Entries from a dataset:
--- begin ---

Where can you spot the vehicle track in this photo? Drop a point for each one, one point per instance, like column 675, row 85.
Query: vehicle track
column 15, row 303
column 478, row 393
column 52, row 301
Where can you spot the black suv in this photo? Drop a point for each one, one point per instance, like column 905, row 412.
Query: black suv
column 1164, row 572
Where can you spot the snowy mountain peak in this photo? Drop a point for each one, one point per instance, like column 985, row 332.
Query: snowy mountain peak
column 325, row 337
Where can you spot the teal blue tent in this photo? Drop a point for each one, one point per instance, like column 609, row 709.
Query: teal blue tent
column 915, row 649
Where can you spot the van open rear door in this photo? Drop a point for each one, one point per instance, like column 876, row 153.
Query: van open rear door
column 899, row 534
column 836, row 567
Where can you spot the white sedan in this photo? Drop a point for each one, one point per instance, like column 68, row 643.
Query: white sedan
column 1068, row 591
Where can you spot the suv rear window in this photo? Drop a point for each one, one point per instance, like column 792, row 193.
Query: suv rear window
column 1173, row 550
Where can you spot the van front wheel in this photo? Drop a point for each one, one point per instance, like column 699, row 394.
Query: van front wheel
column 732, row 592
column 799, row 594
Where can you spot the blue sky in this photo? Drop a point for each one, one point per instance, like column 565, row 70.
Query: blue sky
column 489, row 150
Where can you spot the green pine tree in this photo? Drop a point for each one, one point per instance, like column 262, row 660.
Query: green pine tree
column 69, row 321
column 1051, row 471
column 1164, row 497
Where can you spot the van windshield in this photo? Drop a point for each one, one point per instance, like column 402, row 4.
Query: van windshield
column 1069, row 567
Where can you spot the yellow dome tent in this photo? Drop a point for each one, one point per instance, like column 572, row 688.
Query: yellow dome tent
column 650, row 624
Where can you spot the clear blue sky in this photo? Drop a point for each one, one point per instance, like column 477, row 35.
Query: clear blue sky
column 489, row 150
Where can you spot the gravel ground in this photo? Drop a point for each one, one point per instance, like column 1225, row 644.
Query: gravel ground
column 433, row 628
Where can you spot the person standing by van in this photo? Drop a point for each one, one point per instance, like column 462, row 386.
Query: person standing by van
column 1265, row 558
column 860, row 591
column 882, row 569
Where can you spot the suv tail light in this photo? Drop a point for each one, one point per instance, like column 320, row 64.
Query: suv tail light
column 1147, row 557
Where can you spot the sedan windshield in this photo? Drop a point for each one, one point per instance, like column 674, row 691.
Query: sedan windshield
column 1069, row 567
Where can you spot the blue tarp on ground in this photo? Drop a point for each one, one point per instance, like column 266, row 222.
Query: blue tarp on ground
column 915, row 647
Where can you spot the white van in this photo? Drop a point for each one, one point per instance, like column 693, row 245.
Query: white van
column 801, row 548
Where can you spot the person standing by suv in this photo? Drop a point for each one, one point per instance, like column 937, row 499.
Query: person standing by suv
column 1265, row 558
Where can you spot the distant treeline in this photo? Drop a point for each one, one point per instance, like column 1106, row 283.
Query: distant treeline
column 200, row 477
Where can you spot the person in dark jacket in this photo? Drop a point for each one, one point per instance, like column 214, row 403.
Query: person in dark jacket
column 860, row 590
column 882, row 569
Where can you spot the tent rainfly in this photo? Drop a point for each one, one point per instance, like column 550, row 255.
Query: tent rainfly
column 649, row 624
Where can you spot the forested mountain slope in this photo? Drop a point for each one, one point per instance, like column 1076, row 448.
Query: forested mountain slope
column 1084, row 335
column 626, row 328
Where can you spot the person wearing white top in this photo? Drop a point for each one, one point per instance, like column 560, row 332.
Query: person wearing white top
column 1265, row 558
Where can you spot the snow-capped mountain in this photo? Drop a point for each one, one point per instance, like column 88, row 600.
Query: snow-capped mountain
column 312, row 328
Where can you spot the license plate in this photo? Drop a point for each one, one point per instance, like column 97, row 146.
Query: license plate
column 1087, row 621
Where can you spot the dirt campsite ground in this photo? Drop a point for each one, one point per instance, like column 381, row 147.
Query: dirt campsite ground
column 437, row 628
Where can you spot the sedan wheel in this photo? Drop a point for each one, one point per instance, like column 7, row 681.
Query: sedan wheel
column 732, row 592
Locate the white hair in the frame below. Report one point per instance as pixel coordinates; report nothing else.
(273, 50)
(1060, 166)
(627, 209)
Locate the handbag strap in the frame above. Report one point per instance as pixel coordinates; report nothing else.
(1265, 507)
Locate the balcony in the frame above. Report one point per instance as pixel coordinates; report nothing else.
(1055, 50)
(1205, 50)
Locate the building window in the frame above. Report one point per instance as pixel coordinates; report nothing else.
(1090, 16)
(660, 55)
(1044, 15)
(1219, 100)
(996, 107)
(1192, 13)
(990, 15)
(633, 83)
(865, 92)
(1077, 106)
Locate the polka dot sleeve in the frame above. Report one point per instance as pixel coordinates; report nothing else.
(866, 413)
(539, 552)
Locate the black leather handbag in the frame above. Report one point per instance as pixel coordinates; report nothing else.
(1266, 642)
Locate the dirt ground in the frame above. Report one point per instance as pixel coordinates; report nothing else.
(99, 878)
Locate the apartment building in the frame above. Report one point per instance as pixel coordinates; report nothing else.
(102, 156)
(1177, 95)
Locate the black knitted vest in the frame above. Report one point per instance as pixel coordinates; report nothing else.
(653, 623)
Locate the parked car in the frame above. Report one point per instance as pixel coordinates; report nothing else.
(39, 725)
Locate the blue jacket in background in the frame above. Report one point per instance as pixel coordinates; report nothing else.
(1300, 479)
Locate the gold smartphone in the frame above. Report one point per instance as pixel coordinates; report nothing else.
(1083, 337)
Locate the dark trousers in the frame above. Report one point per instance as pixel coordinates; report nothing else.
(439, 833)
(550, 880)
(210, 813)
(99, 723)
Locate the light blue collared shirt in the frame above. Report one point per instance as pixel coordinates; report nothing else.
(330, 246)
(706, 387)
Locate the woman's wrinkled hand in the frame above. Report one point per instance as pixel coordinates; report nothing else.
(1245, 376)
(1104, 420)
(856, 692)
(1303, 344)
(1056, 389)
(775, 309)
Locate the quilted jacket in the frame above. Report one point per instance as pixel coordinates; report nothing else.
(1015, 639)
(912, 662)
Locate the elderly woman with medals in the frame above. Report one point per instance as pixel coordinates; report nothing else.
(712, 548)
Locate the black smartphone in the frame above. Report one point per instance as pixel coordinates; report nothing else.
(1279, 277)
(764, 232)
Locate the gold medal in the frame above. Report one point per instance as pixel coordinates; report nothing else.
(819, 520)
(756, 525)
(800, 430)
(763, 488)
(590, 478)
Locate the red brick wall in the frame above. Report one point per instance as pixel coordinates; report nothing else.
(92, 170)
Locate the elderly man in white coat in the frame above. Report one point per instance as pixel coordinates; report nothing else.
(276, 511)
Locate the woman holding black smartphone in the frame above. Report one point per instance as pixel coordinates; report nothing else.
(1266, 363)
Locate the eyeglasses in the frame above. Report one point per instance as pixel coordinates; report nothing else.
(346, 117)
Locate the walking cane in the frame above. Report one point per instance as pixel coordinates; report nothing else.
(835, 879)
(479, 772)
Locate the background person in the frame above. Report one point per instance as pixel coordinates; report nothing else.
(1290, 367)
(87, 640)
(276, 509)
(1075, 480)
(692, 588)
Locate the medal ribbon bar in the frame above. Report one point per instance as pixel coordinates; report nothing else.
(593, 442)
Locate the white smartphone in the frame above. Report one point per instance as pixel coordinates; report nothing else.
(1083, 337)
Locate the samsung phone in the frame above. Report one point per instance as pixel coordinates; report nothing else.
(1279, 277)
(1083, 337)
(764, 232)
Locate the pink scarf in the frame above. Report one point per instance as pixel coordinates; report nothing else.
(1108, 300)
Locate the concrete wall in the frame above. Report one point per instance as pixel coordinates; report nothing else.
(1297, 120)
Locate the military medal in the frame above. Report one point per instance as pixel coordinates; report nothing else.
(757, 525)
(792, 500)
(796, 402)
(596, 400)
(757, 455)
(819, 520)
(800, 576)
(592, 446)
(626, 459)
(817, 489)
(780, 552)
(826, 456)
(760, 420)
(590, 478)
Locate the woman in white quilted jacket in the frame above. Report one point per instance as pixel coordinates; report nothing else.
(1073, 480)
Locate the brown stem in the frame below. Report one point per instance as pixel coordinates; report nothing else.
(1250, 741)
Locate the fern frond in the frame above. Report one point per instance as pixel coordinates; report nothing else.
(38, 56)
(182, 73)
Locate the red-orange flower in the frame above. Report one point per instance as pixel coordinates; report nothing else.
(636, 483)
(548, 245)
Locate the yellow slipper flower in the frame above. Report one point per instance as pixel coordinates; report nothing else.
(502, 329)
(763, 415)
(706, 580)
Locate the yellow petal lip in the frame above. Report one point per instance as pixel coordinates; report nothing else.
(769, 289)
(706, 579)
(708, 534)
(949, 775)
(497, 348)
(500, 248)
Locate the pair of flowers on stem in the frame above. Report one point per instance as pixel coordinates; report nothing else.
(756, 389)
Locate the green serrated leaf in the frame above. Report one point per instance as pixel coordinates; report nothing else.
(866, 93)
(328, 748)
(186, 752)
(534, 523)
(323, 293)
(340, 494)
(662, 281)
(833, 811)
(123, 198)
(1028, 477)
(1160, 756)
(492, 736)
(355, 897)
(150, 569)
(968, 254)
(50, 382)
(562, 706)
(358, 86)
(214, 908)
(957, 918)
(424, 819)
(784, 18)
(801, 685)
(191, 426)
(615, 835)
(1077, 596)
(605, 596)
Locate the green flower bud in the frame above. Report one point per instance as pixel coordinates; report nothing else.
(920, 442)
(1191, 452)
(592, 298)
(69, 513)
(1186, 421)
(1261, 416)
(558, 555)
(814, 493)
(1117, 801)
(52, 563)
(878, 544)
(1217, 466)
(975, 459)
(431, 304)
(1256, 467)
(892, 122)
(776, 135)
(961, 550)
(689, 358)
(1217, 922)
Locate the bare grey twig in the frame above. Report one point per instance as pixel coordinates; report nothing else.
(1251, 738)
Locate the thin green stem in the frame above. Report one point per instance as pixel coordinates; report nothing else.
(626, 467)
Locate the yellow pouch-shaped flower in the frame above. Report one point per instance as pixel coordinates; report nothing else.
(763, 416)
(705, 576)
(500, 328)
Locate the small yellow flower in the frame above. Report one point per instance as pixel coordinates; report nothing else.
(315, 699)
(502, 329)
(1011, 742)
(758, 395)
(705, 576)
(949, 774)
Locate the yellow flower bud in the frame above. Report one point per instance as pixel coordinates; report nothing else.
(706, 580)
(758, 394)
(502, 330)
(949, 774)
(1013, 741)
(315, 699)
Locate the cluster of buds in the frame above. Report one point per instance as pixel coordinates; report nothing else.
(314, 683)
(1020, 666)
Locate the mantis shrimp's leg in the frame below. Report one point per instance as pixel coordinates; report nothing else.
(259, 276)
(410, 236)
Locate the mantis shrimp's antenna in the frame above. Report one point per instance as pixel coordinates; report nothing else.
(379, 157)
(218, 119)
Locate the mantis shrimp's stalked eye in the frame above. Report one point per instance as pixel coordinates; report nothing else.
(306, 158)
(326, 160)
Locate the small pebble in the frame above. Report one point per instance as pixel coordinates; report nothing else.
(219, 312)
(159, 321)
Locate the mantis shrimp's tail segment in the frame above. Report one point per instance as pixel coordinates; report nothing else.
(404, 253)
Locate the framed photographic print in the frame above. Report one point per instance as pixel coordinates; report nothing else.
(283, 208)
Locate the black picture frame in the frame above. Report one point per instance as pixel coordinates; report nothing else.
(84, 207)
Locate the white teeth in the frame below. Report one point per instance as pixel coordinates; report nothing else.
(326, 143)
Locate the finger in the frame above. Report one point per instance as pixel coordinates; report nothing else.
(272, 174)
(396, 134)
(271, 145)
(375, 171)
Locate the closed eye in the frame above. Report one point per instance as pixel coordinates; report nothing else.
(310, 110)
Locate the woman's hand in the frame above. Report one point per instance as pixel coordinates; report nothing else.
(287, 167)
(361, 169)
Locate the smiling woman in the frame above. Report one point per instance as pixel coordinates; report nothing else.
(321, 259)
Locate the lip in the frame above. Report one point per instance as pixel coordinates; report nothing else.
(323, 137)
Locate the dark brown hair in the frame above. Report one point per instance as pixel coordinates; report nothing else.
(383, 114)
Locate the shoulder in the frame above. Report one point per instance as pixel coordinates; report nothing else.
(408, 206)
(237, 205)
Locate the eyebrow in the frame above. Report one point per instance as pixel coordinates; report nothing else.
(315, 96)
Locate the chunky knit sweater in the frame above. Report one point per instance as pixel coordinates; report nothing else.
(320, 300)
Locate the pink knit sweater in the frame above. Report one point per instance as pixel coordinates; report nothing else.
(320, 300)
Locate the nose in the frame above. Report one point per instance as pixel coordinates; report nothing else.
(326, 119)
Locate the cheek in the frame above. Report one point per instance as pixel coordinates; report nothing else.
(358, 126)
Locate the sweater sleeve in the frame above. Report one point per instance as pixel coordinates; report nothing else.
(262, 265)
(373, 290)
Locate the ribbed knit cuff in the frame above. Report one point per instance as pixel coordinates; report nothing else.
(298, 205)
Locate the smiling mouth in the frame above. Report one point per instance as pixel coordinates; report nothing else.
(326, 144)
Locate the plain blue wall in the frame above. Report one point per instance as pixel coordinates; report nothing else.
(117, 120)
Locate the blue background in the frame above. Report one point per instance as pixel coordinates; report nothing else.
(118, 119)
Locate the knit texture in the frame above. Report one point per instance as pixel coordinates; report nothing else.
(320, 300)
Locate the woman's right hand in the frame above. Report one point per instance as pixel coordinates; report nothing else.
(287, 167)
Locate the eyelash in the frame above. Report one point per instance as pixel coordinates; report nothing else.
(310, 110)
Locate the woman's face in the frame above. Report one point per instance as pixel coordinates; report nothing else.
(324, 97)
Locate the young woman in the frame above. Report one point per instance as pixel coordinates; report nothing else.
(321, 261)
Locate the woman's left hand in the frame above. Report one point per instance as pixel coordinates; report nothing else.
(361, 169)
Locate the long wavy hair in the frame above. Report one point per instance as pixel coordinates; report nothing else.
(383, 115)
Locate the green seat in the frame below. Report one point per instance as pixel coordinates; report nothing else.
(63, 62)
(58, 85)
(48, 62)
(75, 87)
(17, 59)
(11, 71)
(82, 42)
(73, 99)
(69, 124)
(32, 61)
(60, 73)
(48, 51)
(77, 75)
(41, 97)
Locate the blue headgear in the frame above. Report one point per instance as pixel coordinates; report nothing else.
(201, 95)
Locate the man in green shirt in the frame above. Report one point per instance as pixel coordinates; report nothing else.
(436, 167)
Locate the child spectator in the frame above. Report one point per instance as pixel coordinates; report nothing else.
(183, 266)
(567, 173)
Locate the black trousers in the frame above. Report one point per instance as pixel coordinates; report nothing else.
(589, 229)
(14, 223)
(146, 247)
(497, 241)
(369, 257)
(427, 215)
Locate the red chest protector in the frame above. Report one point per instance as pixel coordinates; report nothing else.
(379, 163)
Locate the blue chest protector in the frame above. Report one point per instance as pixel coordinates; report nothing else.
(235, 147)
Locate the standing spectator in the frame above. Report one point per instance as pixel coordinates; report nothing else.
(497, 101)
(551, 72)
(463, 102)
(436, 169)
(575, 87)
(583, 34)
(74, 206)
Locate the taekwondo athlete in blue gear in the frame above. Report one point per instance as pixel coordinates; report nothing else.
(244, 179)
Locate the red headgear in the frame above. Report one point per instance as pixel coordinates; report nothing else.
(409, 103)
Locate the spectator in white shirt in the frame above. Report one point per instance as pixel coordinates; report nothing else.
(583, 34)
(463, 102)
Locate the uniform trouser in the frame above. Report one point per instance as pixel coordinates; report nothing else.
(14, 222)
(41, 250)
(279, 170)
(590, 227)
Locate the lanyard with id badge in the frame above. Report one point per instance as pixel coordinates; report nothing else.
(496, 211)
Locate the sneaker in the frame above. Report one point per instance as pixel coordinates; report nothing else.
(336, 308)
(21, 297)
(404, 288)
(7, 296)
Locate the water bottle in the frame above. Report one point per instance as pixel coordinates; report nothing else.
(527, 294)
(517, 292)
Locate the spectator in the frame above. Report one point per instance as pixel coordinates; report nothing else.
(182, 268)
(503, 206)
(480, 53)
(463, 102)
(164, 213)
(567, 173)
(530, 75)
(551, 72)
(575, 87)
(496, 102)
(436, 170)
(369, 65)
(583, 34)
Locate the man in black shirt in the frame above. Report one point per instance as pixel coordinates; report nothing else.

--- end ---

• What is expected
Your task is to extract the lines running from the one with "Locate the blue chest" to the end of the material, inclusive, copying each exactly and adding nothing.

• Result of this exercise
Locate the blue chest protector in the frame above. Report one point per instance as pixel coordinates; report nothing else.
(235, 147)
Locate the standing spectator in the frame above. Report one point per instance as pixel coordinates; report nothing else.
(497, 101)
(551, 72)
(463, 102)
(436, 169)
(575, 87)
(583, 34)
(74, 206)
Locate the taekwondo athlete in blue gear in the frame above. Report one point per instance as pixel coordinates; report nothing else.
(244, 179)
Locate the red headgear in the frame above. Report one point per instance as pixel coordinates; report nothing else.
(409, 103)
Locate the spectator in white shirt in the frame above. Report one point per instance as pixel coordinates; report nothing else.
(583, 34)
(463, 102)
Locate the uniform trouser in the frame above. Report one point per instance as pixel coordinates; report nothing else.
(14, 222)
(41, 250)
(279, 170)
(590, 227)
Locate the lanyard with id badge in the frame above. Report one point per instance as pixel coordinates; report nothing else.
(496, 211)
Locate the sneaker in the frame above. Report one point per instance as pixel coordinates; report nothing else.
(336, 308)
(21, 297)
(404, 288)
(7, 296)
Locate the water bottle in the frame above. Report one point per instance as pixel coordinates; report nothing else.
(527, 294)
(517, 292)
Locate the spectator in the frame above. Report one point per instance as pixel coordinates; report nothing else.
(182, 268)
(503, 206)
(480, 53)
(463, 102)
(164, 213)
(567, 173)
(530, 75)
(551, 72)
(575, 87)
(496, 102)
(436, 170)
(369, 65)
(583, 34)
Locate the man in black shirt in the frame above. Report one point per instance as pixel coordinates; report nothing else.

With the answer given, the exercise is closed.